*Problem requirements:* Find "of the stone" in the data below; transcribe the line it appears on and each line after it, exactly, to the end, and nothing else.

*Task data:*
-------
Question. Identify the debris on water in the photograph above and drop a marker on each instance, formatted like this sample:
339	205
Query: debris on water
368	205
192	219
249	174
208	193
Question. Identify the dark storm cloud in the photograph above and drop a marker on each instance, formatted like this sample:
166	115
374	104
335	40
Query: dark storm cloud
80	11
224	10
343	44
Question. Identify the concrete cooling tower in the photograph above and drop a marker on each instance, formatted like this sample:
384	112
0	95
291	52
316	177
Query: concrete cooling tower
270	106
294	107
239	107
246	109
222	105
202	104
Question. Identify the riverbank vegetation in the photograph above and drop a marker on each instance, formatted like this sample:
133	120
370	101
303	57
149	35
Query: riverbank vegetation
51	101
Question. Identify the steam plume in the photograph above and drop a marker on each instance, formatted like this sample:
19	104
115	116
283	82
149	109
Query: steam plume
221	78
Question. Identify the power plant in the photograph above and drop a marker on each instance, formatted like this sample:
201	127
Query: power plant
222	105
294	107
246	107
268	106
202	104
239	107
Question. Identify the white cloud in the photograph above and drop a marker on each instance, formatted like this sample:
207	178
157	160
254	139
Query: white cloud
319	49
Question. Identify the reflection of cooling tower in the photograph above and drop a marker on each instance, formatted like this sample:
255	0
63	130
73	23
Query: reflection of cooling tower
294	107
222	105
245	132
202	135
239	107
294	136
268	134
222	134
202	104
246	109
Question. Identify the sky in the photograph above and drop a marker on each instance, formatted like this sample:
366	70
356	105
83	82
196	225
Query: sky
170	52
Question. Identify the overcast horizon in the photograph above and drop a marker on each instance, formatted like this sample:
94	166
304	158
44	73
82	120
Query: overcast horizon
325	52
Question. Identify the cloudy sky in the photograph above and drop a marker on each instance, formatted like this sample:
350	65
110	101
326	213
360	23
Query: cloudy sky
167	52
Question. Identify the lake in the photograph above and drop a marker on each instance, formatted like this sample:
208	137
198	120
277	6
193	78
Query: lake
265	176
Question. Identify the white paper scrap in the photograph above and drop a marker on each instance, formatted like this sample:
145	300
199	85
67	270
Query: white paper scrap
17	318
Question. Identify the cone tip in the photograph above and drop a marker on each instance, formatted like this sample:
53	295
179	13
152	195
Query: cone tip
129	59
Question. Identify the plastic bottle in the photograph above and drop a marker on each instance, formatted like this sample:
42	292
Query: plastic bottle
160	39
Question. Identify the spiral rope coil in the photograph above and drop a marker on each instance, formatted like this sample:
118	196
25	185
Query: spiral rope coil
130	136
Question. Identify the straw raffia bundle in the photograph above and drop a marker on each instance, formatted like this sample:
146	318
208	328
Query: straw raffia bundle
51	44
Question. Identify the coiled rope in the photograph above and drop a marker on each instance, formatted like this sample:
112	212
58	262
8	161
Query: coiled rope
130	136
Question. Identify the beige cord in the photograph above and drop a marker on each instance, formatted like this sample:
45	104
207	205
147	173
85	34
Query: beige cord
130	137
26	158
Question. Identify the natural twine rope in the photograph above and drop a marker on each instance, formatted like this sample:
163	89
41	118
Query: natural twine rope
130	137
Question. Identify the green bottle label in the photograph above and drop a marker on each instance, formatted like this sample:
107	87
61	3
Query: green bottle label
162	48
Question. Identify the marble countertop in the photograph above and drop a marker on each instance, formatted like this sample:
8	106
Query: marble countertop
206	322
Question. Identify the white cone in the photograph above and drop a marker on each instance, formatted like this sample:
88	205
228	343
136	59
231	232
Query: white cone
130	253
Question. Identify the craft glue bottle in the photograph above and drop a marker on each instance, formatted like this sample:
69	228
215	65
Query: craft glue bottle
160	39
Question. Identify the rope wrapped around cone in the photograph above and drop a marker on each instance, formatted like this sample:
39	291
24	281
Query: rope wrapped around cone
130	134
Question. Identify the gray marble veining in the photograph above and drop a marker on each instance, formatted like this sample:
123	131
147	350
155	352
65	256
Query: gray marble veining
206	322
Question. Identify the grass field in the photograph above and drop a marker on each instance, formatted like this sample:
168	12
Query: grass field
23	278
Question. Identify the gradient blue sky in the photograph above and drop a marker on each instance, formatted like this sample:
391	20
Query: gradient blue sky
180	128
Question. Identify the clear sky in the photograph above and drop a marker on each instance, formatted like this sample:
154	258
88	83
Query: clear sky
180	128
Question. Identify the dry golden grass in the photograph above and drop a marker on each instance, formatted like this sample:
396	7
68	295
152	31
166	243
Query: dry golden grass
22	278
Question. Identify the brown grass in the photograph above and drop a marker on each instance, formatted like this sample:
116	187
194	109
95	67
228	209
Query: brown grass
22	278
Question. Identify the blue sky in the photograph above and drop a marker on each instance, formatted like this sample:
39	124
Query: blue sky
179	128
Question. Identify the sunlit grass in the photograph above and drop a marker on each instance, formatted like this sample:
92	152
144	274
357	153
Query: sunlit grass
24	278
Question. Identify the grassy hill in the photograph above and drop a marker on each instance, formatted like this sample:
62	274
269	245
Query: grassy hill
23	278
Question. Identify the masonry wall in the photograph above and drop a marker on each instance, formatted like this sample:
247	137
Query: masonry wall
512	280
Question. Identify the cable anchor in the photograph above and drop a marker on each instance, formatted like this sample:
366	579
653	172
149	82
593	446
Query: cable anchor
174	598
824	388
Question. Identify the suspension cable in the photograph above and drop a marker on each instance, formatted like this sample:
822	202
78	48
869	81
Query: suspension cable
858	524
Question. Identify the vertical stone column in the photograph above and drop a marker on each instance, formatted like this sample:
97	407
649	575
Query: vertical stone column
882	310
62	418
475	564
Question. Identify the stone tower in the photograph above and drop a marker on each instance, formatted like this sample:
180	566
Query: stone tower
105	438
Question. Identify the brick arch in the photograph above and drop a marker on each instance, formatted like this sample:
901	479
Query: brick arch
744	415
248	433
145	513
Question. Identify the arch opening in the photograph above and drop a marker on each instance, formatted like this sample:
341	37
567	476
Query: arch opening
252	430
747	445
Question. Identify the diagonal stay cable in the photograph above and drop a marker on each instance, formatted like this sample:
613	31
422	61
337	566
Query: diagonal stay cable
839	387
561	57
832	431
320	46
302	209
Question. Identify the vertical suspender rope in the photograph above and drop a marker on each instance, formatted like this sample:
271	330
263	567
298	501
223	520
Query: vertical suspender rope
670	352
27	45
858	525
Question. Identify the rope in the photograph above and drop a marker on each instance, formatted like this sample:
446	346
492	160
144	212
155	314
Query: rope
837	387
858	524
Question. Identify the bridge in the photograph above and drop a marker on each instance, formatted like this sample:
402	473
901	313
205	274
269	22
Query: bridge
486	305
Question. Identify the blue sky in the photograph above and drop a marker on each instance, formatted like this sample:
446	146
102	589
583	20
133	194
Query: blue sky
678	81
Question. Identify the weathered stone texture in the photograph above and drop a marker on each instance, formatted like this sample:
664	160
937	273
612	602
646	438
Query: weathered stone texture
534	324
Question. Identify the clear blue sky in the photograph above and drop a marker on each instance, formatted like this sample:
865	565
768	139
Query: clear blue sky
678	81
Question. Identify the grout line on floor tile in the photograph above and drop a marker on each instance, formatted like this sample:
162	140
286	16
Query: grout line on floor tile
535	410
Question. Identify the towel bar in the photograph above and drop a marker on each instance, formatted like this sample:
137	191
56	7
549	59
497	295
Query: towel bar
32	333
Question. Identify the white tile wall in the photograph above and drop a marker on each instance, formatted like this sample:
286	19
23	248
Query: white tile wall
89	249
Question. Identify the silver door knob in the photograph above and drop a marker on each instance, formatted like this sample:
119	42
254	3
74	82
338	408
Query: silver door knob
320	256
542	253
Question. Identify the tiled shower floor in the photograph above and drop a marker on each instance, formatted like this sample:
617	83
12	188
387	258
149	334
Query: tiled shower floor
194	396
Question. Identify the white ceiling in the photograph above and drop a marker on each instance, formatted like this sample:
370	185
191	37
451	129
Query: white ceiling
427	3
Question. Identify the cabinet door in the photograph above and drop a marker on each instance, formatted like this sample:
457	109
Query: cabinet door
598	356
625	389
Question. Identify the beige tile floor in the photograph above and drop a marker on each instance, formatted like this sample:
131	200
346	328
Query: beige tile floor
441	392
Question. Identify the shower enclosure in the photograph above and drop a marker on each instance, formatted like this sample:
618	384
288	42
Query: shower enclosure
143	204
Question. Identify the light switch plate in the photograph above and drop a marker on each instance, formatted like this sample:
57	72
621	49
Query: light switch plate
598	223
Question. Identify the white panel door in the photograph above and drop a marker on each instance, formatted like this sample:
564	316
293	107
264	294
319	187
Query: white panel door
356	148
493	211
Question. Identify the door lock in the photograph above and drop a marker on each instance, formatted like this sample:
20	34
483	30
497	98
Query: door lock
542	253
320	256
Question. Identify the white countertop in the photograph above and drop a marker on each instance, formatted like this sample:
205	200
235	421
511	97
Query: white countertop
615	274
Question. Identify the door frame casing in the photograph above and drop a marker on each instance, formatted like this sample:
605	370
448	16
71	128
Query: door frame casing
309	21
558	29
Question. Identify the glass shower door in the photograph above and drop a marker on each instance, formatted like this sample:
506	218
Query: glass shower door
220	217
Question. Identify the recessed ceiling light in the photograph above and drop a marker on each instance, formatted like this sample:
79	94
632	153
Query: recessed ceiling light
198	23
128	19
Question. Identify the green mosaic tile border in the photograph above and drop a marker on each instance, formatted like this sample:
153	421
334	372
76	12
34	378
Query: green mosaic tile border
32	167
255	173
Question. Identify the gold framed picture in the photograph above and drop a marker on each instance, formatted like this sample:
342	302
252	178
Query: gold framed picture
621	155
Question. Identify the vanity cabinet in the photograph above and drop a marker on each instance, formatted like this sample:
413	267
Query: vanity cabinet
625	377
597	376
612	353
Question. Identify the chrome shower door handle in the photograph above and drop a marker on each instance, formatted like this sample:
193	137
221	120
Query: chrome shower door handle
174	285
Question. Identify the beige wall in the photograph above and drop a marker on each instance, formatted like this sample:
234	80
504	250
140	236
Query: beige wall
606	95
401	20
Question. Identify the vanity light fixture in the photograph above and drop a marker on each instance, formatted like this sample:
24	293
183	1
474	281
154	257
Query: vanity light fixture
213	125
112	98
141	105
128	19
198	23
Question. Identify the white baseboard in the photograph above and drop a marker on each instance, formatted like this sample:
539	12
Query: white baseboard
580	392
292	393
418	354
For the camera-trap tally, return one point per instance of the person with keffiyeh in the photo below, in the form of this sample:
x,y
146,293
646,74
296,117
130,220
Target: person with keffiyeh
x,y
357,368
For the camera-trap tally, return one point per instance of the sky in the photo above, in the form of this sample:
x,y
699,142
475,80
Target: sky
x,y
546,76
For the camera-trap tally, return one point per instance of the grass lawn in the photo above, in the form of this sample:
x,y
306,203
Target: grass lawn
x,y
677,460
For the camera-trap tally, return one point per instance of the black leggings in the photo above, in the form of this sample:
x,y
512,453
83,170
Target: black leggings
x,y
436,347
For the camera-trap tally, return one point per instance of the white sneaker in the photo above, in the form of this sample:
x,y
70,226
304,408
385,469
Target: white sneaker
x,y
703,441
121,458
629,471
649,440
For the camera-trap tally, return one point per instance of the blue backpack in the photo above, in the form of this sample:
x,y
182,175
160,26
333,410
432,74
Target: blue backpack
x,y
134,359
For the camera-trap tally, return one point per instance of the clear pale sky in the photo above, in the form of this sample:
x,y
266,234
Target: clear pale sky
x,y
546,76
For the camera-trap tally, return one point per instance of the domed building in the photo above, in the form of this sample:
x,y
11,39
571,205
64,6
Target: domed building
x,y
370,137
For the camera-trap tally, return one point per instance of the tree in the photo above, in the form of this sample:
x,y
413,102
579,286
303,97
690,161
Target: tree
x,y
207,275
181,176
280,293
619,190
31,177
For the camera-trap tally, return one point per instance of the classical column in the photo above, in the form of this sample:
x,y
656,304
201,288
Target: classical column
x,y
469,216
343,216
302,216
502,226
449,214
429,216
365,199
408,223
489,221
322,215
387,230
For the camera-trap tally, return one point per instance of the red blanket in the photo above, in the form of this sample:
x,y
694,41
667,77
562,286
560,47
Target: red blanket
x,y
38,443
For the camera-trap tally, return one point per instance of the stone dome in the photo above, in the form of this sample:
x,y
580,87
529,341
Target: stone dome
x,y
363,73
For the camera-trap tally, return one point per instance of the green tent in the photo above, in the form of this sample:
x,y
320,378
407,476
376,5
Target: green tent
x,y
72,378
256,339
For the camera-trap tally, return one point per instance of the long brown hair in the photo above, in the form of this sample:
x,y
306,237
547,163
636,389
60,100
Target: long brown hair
-------
*Right answer:*
For the camera-trap tally, return one point per instance of the stone dome in the photo above, in the form of this sample:
x,y
580,87
529,341
Target: stone dome
x,y
363,73
For the camera-trap tally, return one point per instance of the green tent in the photo above, in the form of this sample:
x,y
320,378
407,476
376,5
Target: green tent
x,y
72,378
256,339
For the camera-trap tally, return one point per instance of the long brown hair in the photo above, in the form of this sample:
x,y
306,237
547,163
636,389
60,100
Target: long brown hair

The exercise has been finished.